Copy every one of the records below word for word, without changing anything.

============================================================

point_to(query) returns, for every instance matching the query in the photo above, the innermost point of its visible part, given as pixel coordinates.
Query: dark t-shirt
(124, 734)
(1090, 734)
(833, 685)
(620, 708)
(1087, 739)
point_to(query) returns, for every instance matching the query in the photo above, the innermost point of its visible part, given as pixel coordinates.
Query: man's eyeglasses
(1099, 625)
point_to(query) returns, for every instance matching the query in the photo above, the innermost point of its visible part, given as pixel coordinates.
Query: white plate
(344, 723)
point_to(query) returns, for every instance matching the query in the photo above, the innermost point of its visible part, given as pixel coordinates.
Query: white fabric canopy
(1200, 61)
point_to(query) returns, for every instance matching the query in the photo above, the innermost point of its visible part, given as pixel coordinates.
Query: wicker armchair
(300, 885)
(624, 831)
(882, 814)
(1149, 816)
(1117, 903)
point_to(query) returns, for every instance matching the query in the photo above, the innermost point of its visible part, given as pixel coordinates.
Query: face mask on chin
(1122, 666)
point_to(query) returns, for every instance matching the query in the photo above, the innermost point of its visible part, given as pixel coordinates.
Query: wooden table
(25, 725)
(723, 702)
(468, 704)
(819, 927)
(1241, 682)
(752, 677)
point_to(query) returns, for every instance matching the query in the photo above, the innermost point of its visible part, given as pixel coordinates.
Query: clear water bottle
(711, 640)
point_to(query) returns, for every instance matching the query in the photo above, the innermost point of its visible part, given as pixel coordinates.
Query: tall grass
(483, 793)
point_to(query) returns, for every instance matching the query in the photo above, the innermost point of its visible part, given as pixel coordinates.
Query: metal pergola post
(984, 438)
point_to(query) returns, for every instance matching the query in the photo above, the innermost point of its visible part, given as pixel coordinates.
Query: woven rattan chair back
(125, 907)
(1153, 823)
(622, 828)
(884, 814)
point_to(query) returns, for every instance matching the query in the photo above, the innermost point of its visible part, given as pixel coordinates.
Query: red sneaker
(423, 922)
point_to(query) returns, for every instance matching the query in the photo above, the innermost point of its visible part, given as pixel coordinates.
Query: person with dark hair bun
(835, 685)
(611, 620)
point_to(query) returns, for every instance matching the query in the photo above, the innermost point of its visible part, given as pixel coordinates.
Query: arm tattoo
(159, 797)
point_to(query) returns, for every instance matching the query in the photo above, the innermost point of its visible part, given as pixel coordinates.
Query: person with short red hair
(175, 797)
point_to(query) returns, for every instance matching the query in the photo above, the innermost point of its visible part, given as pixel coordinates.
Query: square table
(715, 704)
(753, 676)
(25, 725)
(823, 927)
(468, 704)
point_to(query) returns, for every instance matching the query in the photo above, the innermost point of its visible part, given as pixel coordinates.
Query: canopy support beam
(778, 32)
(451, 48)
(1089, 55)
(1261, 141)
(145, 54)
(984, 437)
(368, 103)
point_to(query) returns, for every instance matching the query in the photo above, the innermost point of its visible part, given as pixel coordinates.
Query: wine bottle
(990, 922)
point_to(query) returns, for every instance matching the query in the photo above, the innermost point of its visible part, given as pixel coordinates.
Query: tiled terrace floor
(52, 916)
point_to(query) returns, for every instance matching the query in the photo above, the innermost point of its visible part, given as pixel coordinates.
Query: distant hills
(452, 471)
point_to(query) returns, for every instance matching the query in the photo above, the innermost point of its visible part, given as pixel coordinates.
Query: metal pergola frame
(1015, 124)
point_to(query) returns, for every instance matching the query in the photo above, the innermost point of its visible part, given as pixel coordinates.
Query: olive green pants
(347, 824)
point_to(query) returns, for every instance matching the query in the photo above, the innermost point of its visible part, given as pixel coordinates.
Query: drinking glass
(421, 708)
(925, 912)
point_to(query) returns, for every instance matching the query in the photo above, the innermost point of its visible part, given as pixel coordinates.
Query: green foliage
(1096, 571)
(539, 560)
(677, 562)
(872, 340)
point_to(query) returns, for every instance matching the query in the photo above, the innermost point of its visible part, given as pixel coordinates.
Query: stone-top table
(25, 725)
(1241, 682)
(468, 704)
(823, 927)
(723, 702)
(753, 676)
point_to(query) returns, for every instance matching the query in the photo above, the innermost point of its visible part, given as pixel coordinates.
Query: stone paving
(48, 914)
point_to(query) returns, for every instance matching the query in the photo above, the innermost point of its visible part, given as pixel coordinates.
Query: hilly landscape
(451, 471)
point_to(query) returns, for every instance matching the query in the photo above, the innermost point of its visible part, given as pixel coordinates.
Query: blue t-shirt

============================================================

= RESPONSE =
point_to(query) returns, for every instance matching the query in the photo above, the innermost point of its visible part, given as pixel coordinates.
Query: dark t-shirt
(124, 734)
(1090, 734)
(833, 685)
(620, 708)
(1087, 739)
point_to(query) returns, for every instance matching the query in the photo above, the innermost point of its visible part, given as pixel coordinates.
Query: man's eyeglasses
(1099, 625)
point_to(query) returns, for every instance matching the query in the photo above, the innermost point of its visible part, given as pixel coordinates.
Query: white plate
(344, 723)
point_to(query) returns, for every instance matching the query in the photo above, the innermost point of its visible part, given as pixel coordinates.
Query: white fabric canopy
(1200, 61)
point_to(query) returns, for every instance matching the query in the photo above, the innermost point of its visible part, given as pixel coordinates.
Query: wicker armchair
(300, 885)
(624, 831)
(882, 814)
(1149, 816)
(1117, 903)
point_to(query) returns, for every instance matching the query in the photo above, the innermost point of its visible part, given as pixel coordinates.
Query: face mask on chin
(1122, 666)
point_to(query) returns, for every instance matching the query in the photo above, the innermost point of its visible part, given as pixel coordinates.
Query: wooden table
(25, 725)
(723, 702)
(468, 704)
(819, 927)
(1241, 682)
(752, 677)
point_to(query) returns, for every instance matching the query in the photo above, the innermost point of its visible part, given as pixel coordinates.
Query: clear water bottle
(711, 640)
point_to(query) returns, for every instance matching the query in the photo above, the innermost point of its visible part, given as pixel coordinates.
Query: tall grass
(483, 793)
point_to(query) returns, for every instance matching the query in the photo above, the innermost point of its visible part, given as pixel coordinates.
Query: metal pergola post
(984, 438)
point_to(query) returns, for every instance matching the query in the photo above, the innermost point of its visible part, given as pixel coordinates.
Query: woven rattan chair back
(125, 907)
(1153, 823)
(622, 828)
(884, 814)
point_to(query) returns, for every instance matching the query in the photo above, the innermost point of its visible part, given as pixel coordinates.
Query: red sneaker
(423, 922)
point_to(query) returns, for every instance matching the query in the photo above, the innermost point of its visible part, given as pixel coordinates.
Query: person with dark hair bun
(835, 685)
(611, 620)
point_to(query) returns, for every instance matching the query in the photo above, the innermost point of its visible part, given as pixel coordinates.
Query: arm tattoo
(159, 797)
point_to(query) returns, for every instance matching the query in the photo above, the innermost point of its visible part, given as pixel coordinates.
Query: person with short red hair
(175, 797)
point_to(query) returns, for every instance matching the query in the photo above, the innermost point of its visible part, given as pixel coordinates.
Query: square table
(715, 704)
(753, 676)
(25, 725)
(823, 927)
(468, 704)
point_to(query) returns, for every instance matching the query in the photo above, the innermost point of its visible part, given as pixel coordinates.
Query: canopy support beam
(778, 32)
(451, 48)
(1089, 55)
(1261, 141)
(145, 54)
(984, 437)
(368, 103)
point_to(query) returns, for every instance matching the query in the photo above, the innermost point of its visible part, given as pixel coordinates.
Query: wine bottle
(990, 922)
point_to(query) returns, for every instance matching the query in the photo above, the innermost point of its visible part, given as pixel coordinates.
Query: tiled terrace floor
(52, 916)
point_to(query) returns, for every instance matching the query in the photo above, the innermost point of its visible part, given as pixel coordinates.
Query: distant hills
(452, 471)
point_to(query) returns, for every instance matching the query in the photo above, the innermost point of its visible part, given as pixel coordinates.
Query: metal pergola frame
(1015, 124)
point_to(query) returns, for every instance matching the query in the photo above, the innermost point of its visible part, given as pixel coordinates.
Query: olive green pants
(347, 824)
point_to(query) returns, for every instance matching the query in the photo above, the innermost point of its visible part, given as pixel coordinates.
Query: drinking glass
(421, 708)
(925, 912)
point_to(query) returns, for every instance matching the query in the photo above, the innermost point of its visible part, given as pixel coordinates.
Query: green foliage
(1096, 571)
(539, 560)
(677, 562)
(872, 340)
point_to(query) returns, for every instance matching the query in the photo above, the innermost point of its visible part, given as pixel coordinates.
Query: stone-top table
(25, 725)
(1241, 682)
(468, 704)
(823, 927)
(723, 702)
(753, 676)
point_to(query) returns, for every instance matching the query in the photo above, the innermost point of its visible part, given as pixel coordinates.
Query: stone paving
(48, 914)
point_to(query) returns, for every instance matching the query in the photo above, the innermost point of its visible part, given as pixel coordinates.
Query: hilly landscape
(451, 471)
point_to(query) returns, for every instance matching the query in the photo above, the innermost point of its visible part, given as pixel coordinates.
Query: blue t-shirt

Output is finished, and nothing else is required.